Required action 1 ::
Transcribe the stretch of the job interview passage from "What's the difference" through "it this way.".
Required action 2 ::
According to the job interview passage, what does a technical interview assess?
====== Passage
Now your blog does not have to be set up exactly like this one is, but it does need to have content that you contribute to on a regular basis and that shares information about your field of expertise. For those that have patient-client agreements or NDAs, be sure to share what is acceptable by those agreements, as you want to avoid legal trouble.
If you include your blog on your resume, but sure that it does not have any derogatory or inflamatory content about previous employers or groups of individuals (including racial, political).
What's the difference between a technical and functional interview?
Technical interview assesses your technical skills. You will get questions like
- what is the difference between an integer and floating point number?
- Fizz Buzz challenge
- Fibonacci Sequence
- Live coding
Functional interview assesses the behaviorial and situational aspects. You will get questions like
- Tell me about a time where you had a challenge and what did you do to fix it?
- What is your greatest weakness?
- What is your greatest strength?
I don't know the answer to a question. Should I wing it or should I say that I don't know?
It is best for you to say that you don't know. You are probably thinking that it is bad that you don't know something, but look at it this way.
If you wing the answer, and wing it incorrectly, then it becomes more evident that you do not know what you are talking about or lack the knowledge in the subject being asked.
If you admit that you don't know, then you are being truthful about not having knowledge and would be better trusted.
============
====== Records supplied
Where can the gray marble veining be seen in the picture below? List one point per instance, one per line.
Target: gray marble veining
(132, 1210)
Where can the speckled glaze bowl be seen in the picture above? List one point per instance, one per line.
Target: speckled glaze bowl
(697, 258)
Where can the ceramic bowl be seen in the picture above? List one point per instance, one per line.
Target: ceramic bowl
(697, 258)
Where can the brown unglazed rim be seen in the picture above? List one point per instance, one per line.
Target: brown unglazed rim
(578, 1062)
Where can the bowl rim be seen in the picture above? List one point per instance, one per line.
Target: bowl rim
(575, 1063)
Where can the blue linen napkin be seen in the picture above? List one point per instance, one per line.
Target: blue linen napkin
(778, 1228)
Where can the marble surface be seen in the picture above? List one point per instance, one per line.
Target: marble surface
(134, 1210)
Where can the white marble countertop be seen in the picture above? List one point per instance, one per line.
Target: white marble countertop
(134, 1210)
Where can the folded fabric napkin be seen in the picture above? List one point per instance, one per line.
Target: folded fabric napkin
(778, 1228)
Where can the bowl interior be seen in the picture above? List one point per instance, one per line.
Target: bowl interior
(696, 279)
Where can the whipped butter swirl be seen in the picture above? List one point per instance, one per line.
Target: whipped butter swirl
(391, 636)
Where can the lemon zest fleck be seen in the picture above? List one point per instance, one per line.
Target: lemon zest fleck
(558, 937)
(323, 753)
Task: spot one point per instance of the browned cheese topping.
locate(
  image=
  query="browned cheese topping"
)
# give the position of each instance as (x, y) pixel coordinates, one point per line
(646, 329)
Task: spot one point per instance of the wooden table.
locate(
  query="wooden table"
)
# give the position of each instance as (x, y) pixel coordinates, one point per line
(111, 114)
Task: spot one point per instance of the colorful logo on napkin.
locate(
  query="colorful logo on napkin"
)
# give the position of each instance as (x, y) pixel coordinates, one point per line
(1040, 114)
============
Exercise answer 1 ::
What's the difference between a technical and functional interview?
Technical interview assesses your technical skills. You will get questions like
- what is the difference between an integer and floating point number?
- Fizz Buzz challenge
- Fibonacci Sequence
- Live coding
Functional interview assesses the behaviorial and situational aspects. You will get questions like
- Tell me about a time where you had a challenge and what did you do to fix it?
- What is your greatest weakness?
- What is your greatest strength?
I don't know the answer to a question. Should I wing it or should I say that I don't know?
It is best for you to say that you don't know. You are probably thinking that it is bad that you don't know something, but look at it this way.

Exercise answer 2 ::
Your technical skills.